━━ Input for this task ━━
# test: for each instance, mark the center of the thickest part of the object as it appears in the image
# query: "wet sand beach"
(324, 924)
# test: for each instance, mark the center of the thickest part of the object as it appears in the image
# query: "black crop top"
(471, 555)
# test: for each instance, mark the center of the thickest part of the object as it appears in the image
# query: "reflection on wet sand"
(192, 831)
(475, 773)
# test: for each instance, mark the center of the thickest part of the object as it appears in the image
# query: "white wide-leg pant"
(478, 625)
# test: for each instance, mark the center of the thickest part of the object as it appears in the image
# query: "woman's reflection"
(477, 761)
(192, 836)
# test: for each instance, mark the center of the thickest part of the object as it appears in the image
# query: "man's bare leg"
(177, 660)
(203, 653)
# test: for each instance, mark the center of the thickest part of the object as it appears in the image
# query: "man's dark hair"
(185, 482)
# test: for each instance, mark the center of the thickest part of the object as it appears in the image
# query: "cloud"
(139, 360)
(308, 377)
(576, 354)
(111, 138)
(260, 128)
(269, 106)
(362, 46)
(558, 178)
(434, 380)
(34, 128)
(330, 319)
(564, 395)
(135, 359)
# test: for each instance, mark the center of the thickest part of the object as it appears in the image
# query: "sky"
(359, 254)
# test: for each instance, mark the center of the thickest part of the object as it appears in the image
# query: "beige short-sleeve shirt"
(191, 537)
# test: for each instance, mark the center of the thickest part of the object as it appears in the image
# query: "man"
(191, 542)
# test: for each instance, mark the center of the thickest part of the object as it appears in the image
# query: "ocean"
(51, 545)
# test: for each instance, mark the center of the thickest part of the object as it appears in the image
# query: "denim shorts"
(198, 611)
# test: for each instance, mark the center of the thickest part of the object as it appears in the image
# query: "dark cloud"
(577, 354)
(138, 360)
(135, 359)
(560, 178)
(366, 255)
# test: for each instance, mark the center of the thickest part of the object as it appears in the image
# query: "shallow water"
━━━
▶ What is expected
Transcribe every entry exactly, omitting nothing.

▶ Completed exercise
# test: for each instance, mark the center of the thickest part of the object as it appears in the image
# query: "wet sand beach"
(324, 924)
# test: for each instance, mark the center of the thickest part of the object as it appears in the image
# query: "black crop top"
(471, 555)
# test: for each instance, mark the center of the thickest part of the object as it appears in the image
# query: "reflection on wet sand"
(192, 831)
(475, 773)
# test: for each instance, mark the center of the thickest part of the object as it appears in the image
# query: "white wide-leg pant"
(478, 625)
# test: for each instance, mark the center of the thickest part of the object as it appears in the image
# query: "woman's reflection"
(477, 761)
(192, 836)
# test: for each instance, mark the center of the thickest part of the object as it appears in the image
# query: "man's bare leg"
(177, 660)
(203, 653)
# test: for each instance, mark the center of the thickest part of the object as it appears in the image
# query: "man's dark hair"
(185, 482)
# test: for each instance, mark the center of the thickest part of the object as it appears in the image
# query: "cloud"
(139, 360)
(308, 377)
(576, 354)
(111, 138)
(260, 128)
(269, 106)
(362, 46)
(558, 178)
(434, 380)
(34, 128)
(330, 319)
(564, 395)
(135, 359)
# test: for each instance, mark the center of the thickest part of the object as it appears in the image
# query: "sky"
(359, 254)
# test: for each instance, mark the center of the thickest part of the object as it appears in the image
# query: "beige short-sleeve shirt"
(191, 537)
# test: for each instance, mark the center of the thickest part of the object as it appears in the image
# query: "man"
(191, 542)
# test: for each instance, mark the center of the thickest part of the object as it appears in the image
# query: "ocean"
(51, 545)
# test: for each instance, mark the center of the thickest part of the object as it appears in the image
# query: "denim shorts"
(198, 611)
# test: for each instance, mark the center of the thickest part of the object as it appears in the image
# query: "dark cloud"
(577, 354)
(138, 360)
(135, 359)
(560, 178)
(366, 255)
# test: for each instance, mark the center of the thickest part of the object as it appears in the image
# query: "shallow water"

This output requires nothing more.